## What is being asked:
Leave out the pictures and repeat exactly the lines from the one containing "Where can you see the white ceiling" through the end of the records.

## Data listing:

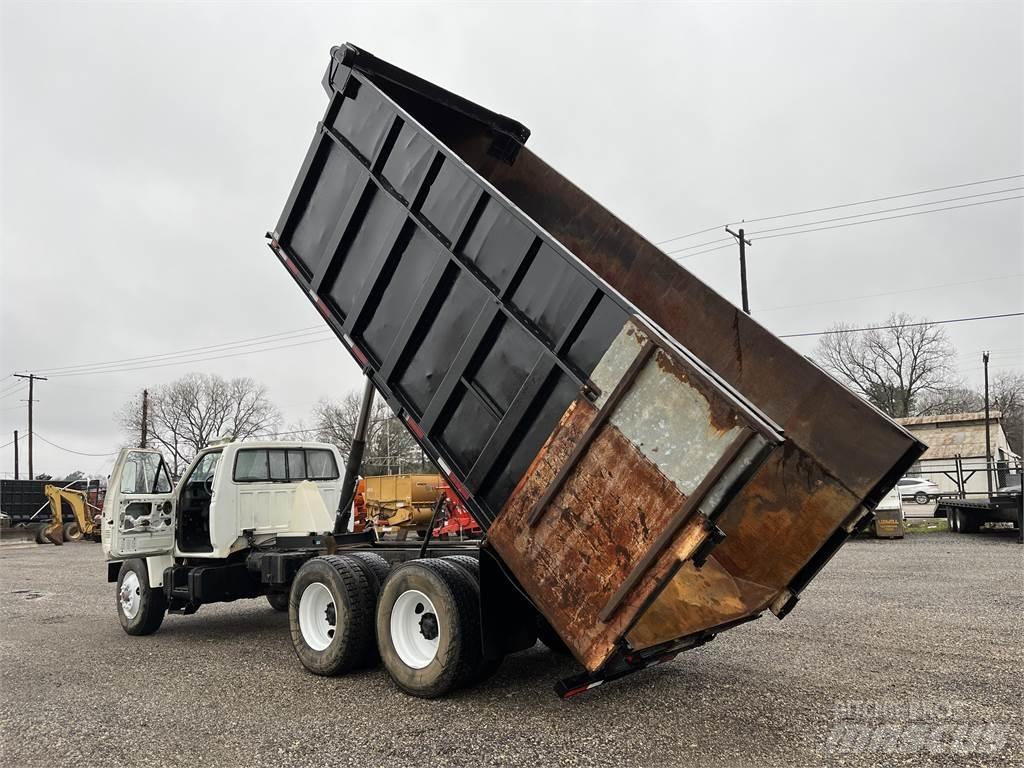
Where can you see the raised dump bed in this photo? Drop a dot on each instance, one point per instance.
(650, 465)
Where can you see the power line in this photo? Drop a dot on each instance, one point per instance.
(904, 325)
(698, 245)
(193, 350)
(19, 438)
(691, 255)
(851, 216)
(885, 218)
(843, 205)
(77, 453)
(13, 390)
(880, 200)
(889, 293)
(186, 361)
(890, 210)
(682, 237)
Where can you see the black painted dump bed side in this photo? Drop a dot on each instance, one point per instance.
(480, 290)
(473, 323)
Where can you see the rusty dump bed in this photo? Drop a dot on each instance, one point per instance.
(649, 463)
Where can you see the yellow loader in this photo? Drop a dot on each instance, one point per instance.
(85, 524)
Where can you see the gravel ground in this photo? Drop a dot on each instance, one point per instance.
(892, 649)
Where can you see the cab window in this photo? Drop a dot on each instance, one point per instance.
(285, 465)
(144, 473)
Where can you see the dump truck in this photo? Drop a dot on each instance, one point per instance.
(650, 467)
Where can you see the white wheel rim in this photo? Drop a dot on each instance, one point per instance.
(415, 630)
(130, 595)
(317, 616)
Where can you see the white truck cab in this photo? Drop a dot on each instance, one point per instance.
(232, 497)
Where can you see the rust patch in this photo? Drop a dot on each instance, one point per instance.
(696, 599)
(722, 415)
(593, 534)
(786, 511)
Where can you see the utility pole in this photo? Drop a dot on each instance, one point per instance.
(742, 264)
(988, 442)
(145, 415)
(32, 380)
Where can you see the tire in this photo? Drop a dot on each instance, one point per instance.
(440, 650)
(140, 608)
(547, 635)
(470, 564)
(471, 567)
(341, 639)
(279, 601)
(376, 568)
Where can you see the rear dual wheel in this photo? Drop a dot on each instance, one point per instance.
(428, 627)
(331, 611)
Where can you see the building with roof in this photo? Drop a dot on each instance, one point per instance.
(961, 436)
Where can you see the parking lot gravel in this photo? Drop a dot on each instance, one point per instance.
(901, 652)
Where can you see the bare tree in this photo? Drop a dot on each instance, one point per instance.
(185, 415)
(1006, 394)
(893, 367)
(390, 446)
(956, 398)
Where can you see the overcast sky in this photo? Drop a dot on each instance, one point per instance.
(147, 147)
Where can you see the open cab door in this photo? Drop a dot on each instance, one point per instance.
(138, 511)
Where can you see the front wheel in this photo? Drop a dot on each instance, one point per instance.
(140, 608)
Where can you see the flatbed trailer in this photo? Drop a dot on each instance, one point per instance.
(968, 515)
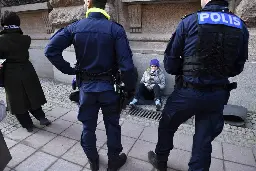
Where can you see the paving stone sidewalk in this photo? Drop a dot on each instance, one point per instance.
(57, 147)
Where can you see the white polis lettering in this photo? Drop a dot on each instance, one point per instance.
(215, 17)
(219, 18)
(223, 18)
(203, 16)
(230, 19)
(237, 21)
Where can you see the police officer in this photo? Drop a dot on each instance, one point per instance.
(100, 45)
(207, 48)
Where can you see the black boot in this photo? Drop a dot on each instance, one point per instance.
(117, 163)
(160, 166)
(45, 121)
(94, 164)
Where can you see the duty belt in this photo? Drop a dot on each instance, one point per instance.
(95, 77)
(228, 87)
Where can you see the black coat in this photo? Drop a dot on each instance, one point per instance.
(21, 82)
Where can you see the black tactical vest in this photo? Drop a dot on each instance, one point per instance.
(220, 37)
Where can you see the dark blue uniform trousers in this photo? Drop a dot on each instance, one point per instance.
(208, 110)
(90, 103)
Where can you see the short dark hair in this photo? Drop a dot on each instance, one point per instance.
(10, 18)
(99, 3)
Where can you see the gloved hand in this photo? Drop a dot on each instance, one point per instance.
(151, 86)
(74, 84)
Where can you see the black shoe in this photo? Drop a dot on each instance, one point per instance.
(158, 107)
(160, 166)
(94, 165)
(30, 129)
(117, 163)
(45, 121)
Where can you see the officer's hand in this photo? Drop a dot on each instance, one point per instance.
(130, 94)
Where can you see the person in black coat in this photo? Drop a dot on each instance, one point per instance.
(20, 80)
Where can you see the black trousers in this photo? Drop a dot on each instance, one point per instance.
(142, 91)
(25, 119)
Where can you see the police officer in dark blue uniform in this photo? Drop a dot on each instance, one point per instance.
(207, 48)
(101, 48)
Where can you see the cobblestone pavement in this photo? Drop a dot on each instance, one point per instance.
(57, 147)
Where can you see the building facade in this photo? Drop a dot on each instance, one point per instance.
(149, 25)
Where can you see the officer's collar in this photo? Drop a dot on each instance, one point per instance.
(97, 10)
(216, 5)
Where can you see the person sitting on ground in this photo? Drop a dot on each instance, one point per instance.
(151, 84)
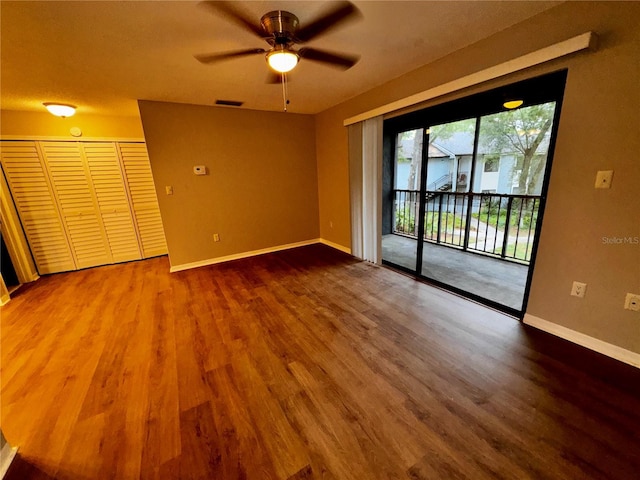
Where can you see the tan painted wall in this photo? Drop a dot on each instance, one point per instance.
(34, 124)
(261, 190)
(599, 130)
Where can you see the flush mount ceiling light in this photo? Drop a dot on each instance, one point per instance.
(282, 60)
(60, 109)
(511, 104)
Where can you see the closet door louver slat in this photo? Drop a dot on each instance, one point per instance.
(34, 200)
(113, 202)
(81, 217)
(143, 198)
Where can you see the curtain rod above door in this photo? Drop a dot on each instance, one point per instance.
(587, 40)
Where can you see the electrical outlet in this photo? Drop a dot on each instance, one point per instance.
(604, 178)
(632, 302)
(578, 289)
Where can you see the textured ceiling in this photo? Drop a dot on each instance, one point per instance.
(103, 56)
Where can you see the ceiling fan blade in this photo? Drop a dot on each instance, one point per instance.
(339, 13)
(236, 16)
(334, 59)
(216, 57)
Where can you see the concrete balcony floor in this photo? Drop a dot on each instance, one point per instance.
(497, 280)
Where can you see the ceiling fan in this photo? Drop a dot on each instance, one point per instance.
(282, 31)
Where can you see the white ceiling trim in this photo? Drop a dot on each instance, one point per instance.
(587, 40)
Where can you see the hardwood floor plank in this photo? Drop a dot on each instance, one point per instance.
(301, 364)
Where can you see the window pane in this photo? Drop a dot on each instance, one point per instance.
(512, 150)
(408, 160)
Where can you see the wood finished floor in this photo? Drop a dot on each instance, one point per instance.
(303, 364)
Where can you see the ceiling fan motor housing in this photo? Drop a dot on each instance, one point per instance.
(281, 26)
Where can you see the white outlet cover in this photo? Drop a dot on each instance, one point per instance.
(632, 302)
(604, 179)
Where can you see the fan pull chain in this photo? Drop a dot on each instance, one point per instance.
(285, 91)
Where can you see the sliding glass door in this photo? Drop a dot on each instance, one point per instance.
(468, 195)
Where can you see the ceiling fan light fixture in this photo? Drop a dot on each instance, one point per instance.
(283, 60)
(60, 109)
(511, 104)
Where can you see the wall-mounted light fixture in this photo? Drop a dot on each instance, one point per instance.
(60, 109)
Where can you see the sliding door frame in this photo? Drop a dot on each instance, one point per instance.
(537, 90)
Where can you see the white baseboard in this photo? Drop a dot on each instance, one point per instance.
(7, 454)
(336, 246)
(608, 349)
(238, 256)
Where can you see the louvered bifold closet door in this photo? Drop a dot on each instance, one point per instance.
(70, 179)
(34, 199)
(113, 202)
(143, 198)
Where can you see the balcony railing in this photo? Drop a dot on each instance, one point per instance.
(491, 224)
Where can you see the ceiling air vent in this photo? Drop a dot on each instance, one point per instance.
(229, 103)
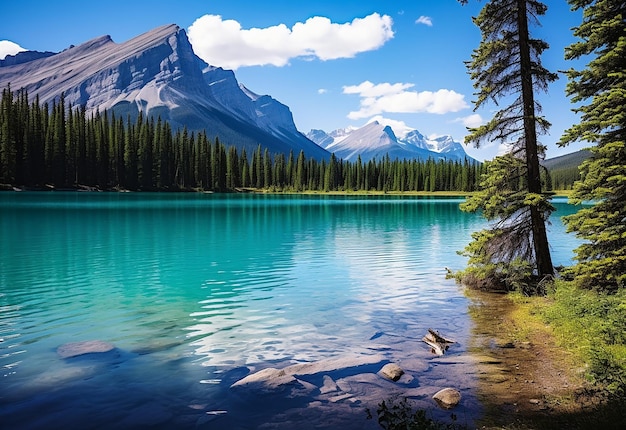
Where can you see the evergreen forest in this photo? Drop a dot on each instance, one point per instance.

## Task result:
Where can you see the white ceiling trim in this photo? Drop a dot on each instance, one point per instance.
(587, 40)
Where can you see the hardwood floor plank in this photo? Drop a dot on each instance, one point per instance.
(301, 364)
Where can you see the window pane in this photo? Drop a dot on each instance, one point per instance.
(512, 150)
(408, 160)
Where can you see the wood finished floor in this photo? Drop a dot on each instance, one point per instance.
(303, 364)
Where can you see the ceiling fan motor housing in this photo? Drop a dot on each instance, one point per instance.
(281, 26)
Where can you see the white outlet cover in this photo? Drop a dot on each instance, one point per instance.
(632, 302)
(604, 179)
Where can you see the fan pull chain in this photo? Drop a dot on each instance, one point per instance.
(285, 91)
Where can you see the sliding glass door in this photo? Drop a dot on each instance, one point per instance.
(468, 195)
Where can you see the ceiling fan light fixture in this photo? Drop a dot on each instance, one point per instance.
(283, 60)
(60, 109)
(511, 104)
Where can you see the wall-mounted light fixture in this photo? Drop a dot on each instance, one point per instance.
(60, 109)
Where can you see the sliding door frame in this photo? Drop a dot on each instance, one point per instance.
(537, 90)
Where can you see the white baseboard in this photo? Drop a dot on each instance, one point per instance.
(7, 454)
(336, 246)
(608, 349)
(238, 256)
Where can you see the louvered bifold closet door in this photo? Drop a dot on each instance, one point per instance.
(70, 179)
(34, 199)
(113, 202)
(143, 198)
Where can you see the balcony railing in this photo? Drop a dot on each instance, one point per instance.
(491, 224)
Where can you see the ceiling air vent in this photo? Drop a dot on each instance, one point per instance.
(229, 103)
Where can you see the evergreen forest in this photo? Drop a dot on each instance, one point per instance.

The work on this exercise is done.